Start of Document segment

Living by design

Still surfing, designing homes and inventing, environmentally conscious Modernist architect Harry Gesner will celebrate his 87th birthday Saturday with a book signing and art show at the Malibu Lumber Yard.

By Michael Aushenker / Special to The Malibu Times

“Architect” does not even begin to describe the rich life, history, and accomplishments of Harry Gesner. But a new book, “Houses of the Sundown Sea: The Architectural Vision of Harry Gesner” by Lisa Germany, goes a long way toward it. In addition to his world-renowned architectural style, Gesner is a lifelong surfer, inventor and environmentalist who has lived in Malibu for more than 50 years. This Saturday, author and subject will be at the Malibu Lumber Yard from 4:30 to 6:30 p.m. for a book signing and exhibition of Gesner’s architectural designs on his 87th birthday. The exhibit runs through mid-May.

While Gesner might not be a household name, he’s a contemporary of Frank Lloyd Wright, Rudolph Schindler and Richard Neutra. Like those Modernist masters, his work can be found predominantly in California. Danish architect J¿rn Utzon cited Gesner’s Cooper Wave House, built on Nicholas Canyon Beach (1957-59), as inspiration for his Sydney Opera House. It’s among four Gesners on that beach, with 12 more throughout Las Flores Canyon.

“When you have geological evidence of the earth itself, you should not blow them away, you should incorporate them into the house,” Gesner said, echoing Albert Frey’s aesthetic.

End of Document segment
Start of Input material

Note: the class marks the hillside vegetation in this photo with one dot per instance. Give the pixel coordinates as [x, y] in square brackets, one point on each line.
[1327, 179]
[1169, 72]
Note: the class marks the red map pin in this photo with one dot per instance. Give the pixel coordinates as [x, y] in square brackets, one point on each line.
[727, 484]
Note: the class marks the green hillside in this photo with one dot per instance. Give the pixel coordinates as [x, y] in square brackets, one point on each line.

End of Input material

Things to do:
(a) Count how many lines of the listing contain the word "Note". Reply with the number alone.
(b) Write the next part of the article about architect Harry Gesner, picking up right after its last sentence.

Exercise results:
(a) 3

(b)
The difference between Gesner and the aforementioned architectural geniuses is that he is largely self-taught: “I’m a self-educated licensed architect. There aren’t that many around.”

Gesner’s unique style was apparent to his family.

“I’ll never forget growing up, his presentations to clients before computers,” recalled Zen Gesner, the architect’s youngest son. “He does everything freehand. His plans are pieces of art…They can hang at the Louvre.”

Gesner’s background is as fascinating as his work. Harry Gesner, Sr. was an archaeologist, engineer and inventor. “We lived on royalties from his patents,” Gesner said. Of Swiss/German descent, Gesner Sr. invented the automobile super-charger. Gesner’s uncle, Jack Northrop, created the flying-wing airplane, which led to the B-2 stealth bomber.

Of French/Basque heritage, the ancestors of his mother Elizabeth Harmer were some of Santa Barbara’s original settlers, including her grandfather, Albert Harmer, who painted early-Spanish life alongside cowboy-artist buddies Frederic Remington and Charles Russell.

Raised in Santa Monica Canyon, Gesner started surfing at age eight. (He still surfs, as do Zen and his three young sons.) After storming Normandy as a 19-year-old infantry soldier and fighting across Europe, Gesner emerged shell-shocked with frozen feet. He resisted when doctors wanted to amputate. Within six months, the skilled skier cured his condition via massage and oils.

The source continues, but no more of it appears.